◆ THE REQUEST:
Repeat the lines of the listing below exactly, starting at the line that contains "Annotation task — pin every instance of the white" and running through the last line, both included, and only those.

------------

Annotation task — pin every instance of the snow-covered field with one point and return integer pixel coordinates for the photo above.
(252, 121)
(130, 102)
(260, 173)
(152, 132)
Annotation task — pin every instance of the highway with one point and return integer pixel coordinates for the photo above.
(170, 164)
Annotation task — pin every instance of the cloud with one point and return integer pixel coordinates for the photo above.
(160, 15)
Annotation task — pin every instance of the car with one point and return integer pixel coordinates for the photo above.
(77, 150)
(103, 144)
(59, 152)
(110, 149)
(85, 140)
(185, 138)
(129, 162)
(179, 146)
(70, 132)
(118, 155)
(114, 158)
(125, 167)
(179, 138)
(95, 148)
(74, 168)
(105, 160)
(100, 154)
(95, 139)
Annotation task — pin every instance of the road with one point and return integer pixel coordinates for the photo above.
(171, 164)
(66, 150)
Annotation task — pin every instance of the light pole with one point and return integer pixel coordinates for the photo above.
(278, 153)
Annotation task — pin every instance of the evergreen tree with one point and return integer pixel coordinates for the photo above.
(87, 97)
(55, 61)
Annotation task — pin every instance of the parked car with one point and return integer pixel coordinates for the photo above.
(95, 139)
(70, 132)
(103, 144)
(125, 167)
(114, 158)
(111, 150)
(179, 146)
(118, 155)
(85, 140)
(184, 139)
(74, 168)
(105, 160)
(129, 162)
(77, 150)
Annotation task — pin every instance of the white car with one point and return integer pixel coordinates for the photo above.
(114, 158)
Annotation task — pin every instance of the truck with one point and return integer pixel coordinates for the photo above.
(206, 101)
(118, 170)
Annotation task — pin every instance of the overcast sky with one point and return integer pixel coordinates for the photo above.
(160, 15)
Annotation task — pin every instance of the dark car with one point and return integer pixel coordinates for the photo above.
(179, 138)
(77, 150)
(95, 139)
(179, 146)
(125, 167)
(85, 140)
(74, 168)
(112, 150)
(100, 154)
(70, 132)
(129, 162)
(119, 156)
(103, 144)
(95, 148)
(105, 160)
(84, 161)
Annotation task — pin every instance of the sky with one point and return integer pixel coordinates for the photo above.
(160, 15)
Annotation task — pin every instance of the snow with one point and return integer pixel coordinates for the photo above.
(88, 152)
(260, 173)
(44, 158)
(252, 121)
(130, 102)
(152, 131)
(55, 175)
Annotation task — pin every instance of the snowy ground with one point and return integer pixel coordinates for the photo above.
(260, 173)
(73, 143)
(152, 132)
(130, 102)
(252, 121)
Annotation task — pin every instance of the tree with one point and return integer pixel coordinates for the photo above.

------------

◆ THE OUTPUT:
Annotation task — pin every instance of the white car with one point and return integer pixel coordinates for the photo above.
(114, 158)
Annotation task — pin every instance of the truck with one point and return integer pixel coordinates for the photo above.
(206, 101)
(118, 170)
Annotation task — pin every instance of the overcast sky with one point and return integer pixel coordinates for the photo above.
(160, 15)
Annotation task — pin every instance of the dark car with one point and return integer pixel coordinates for the photo above.
(179, 138)
(77, 150)
(95, 139)
(179, 146)
(125, 167)
(85, 140)
(74, 168)
(112, 150)
(100, 154)
(70, 132)
(129, 162)
(119, 156)
(103, 144)
(95, 148)
(105, 160)
(84, 161)
Annotation task — pin every instance of the sky with one point and return integer pixel coordinates for the photo above.
(160, 15)
Annotation task — pin every instance of the snow with one point and return integer pixel coordinates for the photo above.
(88, 152)
(260, 173)
(44, 158)
(252, 121)
(130, 102)
(152, 131)
(55, 175)
Annotation task — pin every instance of the snowy ground with one point and return integer pixel coordinates for the photo above.
(260, 173)
(73, 143)
(152, 132)
(130, 102)
(252, 121)
Annotation task — pin every instance of the tree with one point and return integer pixel coordinates for the photo above.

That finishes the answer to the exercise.